- PROMPT
Turn the listing lines from the line containing "gable window in the provided photograph." through the line containing "279,133,296,146", both included, into a Markdown table with the columns Row and Text. Give each line its own numbered row and leave out blank lines.

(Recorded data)

■ ■ ■ ■

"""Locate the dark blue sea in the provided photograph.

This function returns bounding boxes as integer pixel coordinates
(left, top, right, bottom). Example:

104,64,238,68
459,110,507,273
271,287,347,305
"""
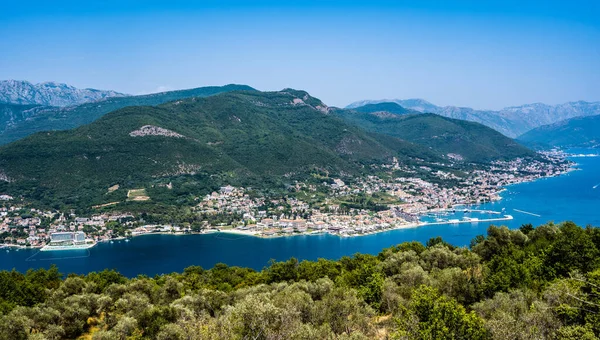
0,150,600,277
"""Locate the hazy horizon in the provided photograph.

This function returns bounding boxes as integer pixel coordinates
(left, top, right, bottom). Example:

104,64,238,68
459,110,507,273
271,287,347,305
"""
0,1,600,110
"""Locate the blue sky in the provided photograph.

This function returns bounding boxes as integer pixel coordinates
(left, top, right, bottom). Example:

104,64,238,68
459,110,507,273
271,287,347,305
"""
0,0,600,109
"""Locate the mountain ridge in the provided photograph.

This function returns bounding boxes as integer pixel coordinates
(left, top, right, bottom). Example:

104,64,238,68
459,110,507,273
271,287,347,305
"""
0,79,127,107
0,84,254,144
336,107,536,163
0,89,443,208
346,99,600,138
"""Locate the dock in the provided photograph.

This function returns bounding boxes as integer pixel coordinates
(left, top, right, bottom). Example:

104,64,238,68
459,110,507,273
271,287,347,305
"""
513,209,542,217
419,215,513,226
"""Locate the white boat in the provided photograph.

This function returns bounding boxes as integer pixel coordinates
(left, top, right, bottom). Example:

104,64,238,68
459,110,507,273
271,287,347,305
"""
40,231,96,251
40,241,96,251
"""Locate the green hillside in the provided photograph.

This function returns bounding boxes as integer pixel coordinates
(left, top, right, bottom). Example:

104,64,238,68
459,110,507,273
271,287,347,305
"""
336,110,536,162
0,90,440,206
0,85,253,144
0,103,52,135
353,102,420,115
518,116,600,148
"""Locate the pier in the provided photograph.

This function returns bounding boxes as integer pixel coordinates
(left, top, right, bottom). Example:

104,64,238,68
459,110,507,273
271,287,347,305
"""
513,209,542,217
419,215,513,226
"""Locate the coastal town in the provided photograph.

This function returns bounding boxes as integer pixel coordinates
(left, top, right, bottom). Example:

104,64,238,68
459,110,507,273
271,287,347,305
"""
0,151,573,248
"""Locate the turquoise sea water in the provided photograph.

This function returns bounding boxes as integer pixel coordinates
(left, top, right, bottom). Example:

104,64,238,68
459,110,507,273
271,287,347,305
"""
0,150,600,276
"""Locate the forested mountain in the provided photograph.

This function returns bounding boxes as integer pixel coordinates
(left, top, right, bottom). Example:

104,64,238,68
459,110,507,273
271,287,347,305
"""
518,115,600,147
336,109,535,162
353,102,419,115
0,80,126,106
0,223,600,340
0,89,443,206
0,103,50,134
0,84,253,144
347,99,600,138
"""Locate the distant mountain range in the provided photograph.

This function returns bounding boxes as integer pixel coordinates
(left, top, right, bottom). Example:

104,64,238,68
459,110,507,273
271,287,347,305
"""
346,99,600,138
0,80,126,106
518,115,600,148
336,108,536,163
0,85,254,144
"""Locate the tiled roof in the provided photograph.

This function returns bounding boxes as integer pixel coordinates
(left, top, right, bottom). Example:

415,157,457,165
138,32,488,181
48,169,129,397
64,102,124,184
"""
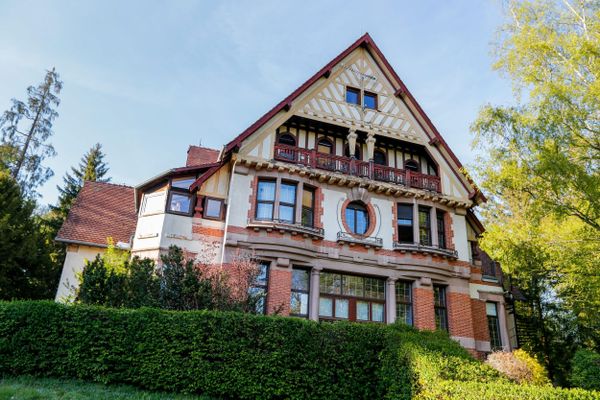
185,146,219,167
56,181,137,246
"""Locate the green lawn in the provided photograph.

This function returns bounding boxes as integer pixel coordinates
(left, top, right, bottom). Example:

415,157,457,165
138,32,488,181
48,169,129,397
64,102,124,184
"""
0,377,210,400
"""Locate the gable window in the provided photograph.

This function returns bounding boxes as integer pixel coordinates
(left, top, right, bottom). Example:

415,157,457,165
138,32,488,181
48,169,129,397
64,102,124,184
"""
248,261,270,314
279,182,296,224
203,197,224,220
290,268,310,318
302,186,315,228
346,87,360,105
256,180,276,220
398,204,415,243
317,138,333,154
346,201,369,235
485,301,502,351
364,92,377,110
396,281,413,325
419,207,431,246
373,149,387,165
433,285,448,331
278,133,296,146
435,210,446,249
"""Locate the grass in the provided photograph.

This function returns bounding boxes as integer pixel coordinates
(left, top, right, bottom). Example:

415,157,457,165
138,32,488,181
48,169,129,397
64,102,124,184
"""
0,377,210,400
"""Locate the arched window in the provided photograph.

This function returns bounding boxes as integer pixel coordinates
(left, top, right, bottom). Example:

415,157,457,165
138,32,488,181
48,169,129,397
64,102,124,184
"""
317,138,333,154
373,149,387,165
345,201,369,235
404,160,421,172
279,133,296,146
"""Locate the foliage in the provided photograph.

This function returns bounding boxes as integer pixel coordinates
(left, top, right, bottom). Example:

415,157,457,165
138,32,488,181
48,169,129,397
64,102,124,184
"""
0,68,62,197
485,349,550,385
0,377,209,400
472,0,600,383
0,170,59,300
570,349,600,391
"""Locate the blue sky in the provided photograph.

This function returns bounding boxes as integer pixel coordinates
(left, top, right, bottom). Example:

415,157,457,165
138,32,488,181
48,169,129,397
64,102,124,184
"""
0,0,511,203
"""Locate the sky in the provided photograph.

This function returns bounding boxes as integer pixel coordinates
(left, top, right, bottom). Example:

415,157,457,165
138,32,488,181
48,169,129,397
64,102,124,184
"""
0,0,512,204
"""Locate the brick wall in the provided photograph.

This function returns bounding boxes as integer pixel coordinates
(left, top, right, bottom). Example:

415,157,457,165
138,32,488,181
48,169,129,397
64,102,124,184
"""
267,268,292,315
413,288,435,330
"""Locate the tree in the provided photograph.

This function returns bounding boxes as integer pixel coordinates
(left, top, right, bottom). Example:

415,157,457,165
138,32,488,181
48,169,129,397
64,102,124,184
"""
472,0,600,382
0,169,58,300
0,68,63,196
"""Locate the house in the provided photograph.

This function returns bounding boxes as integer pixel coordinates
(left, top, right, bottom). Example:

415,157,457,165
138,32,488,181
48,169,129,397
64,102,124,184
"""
58,34,515,354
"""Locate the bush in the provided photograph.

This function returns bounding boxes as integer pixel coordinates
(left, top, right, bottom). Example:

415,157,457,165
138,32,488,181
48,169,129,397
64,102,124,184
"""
570,349,600,390
486,349,550,385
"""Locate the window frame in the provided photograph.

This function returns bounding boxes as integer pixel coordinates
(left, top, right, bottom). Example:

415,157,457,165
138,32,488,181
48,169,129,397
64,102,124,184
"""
433,285,450,332
202,196,225,221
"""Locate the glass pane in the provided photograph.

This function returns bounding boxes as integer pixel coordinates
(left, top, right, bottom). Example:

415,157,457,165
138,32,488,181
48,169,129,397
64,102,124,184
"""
356,301,369,321
319,272,342,294
319,297,333,317
171,176,196,189
335,299,349,319
256,203,273,219
279,183,296,204
371,303,384,322
256,181,275,201
290,292,308,315
204,199,223,218
342,275,365,297
346,88,360,104
292,269,310,291
169,193,192,213
279,206,295,223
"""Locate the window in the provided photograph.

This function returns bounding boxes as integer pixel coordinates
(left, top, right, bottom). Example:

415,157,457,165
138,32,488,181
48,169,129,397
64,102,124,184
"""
398,204,414,243
346,201,369,235
249,261,270,314
319,272,385,322
404,160,419,172
346,87,360,105
204,197,223,220
419,207,431,246
317,138,333,154
485,301,502,351
302,186,315,228
279,182,296,224
433,285,448,331
278,133,296,146
290,268,310,318
256,180,276,220
364,92,377,110
396,281,413,325
373,149,387,165
435,210,446,249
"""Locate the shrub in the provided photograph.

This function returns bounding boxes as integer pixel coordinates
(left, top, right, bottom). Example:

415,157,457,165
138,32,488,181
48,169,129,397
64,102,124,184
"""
570,349,600,390
486,349,550,385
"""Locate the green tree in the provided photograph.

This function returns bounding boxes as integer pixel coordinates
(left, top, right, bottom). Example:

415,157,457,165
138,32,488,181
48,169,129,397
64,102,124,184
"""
0,68,63,196
472,0,600,382
0,169,58,300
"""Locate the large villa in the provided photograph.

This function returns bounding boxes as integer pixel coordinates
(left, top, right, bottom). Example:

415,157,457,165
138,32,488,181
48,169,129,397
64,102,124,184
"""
56,34,517,355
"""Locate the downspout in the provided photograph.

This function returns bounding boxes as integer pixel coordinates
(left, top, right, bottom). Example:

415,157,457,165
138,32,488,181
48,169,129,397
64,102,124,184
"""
221,157,237,266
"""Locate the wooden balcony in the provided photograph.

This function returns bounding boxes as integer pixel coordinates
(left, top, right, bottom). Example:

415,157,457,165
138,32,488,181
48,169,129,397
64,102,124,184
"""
275,144,441,193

■ ■ ■ ■

- TASK RESULT
| Row | Text |
|---|---|
| 1 | """Locate the gable window in the provided photograph. |
| 2 | This function returns bounding boxes as integer pixel coordinates |
| 3 | (left, top, right, bottom). Example: |
| 4 | 415,157,457,165 |
| 5 | 138,32,488,181 |
| 6 | 48,169,129,397 |
| 7 | 64,102,124,184 |
| 8 | """ |
| 9 | 248,261,270,314 |
| 10 | 279,182,296,224 |
| 11 | 203,197,224,220 |
| 12 | 290,268,310,318 |
| 13 | 302,186,315,228 |
| 14 | 346,87,360,105 |
| 15 | 256,180,276,220 |
| 16 | 398,204,415,243 |
| 17 | 317,138,333,154 |
| 18 | 346,201,369,235 |
| 19 | 485,301,502,351 |
| 20 | 364,92,377,110 |
| 21 | 396,281,413,325 |
| 22 | 419,207,431,246 |
| 23 | 373,149,387,165 |
| 24 | 433,285,448,331 |
| 25 | 278,133,296,146 |
| 26 | 435,210,446,249 |
| 27 | """Locate the grass in the provided photograph. |
| 28 | This function returns bounding boxes as integer pixel coordinates |
| 29 | (left, top, right, bottom). Example: |
| 30 | 415,157,457,165 |
| 31 | 138,32,488,181 |
| 32 | 48,169,129,397 |
| 33 | 64,102,124,184 |
| 34 | """ |
| 35 | 0,377,210,400 |
| 36 | """Locate the arched window in the provided photograph. |
| 37 | This function returns bounding boxes as integer pixel coordinates |
| 38 | (left, top, right, bottom). Example: |
| 39 | 415,157,457,165 |
| 40 | 138,32,488,181 |
| 41 | 48,169,129,397 |
| 42 | 64,102,124,184 |
| 43 | """ |
| 44 | 317,138,333,154 |
| 45 | 373,149,387,165 |
| 46 | 345,201,369,235 |
| 47 | 404,160,421,172 |
| 48 | 279,133,296,146 |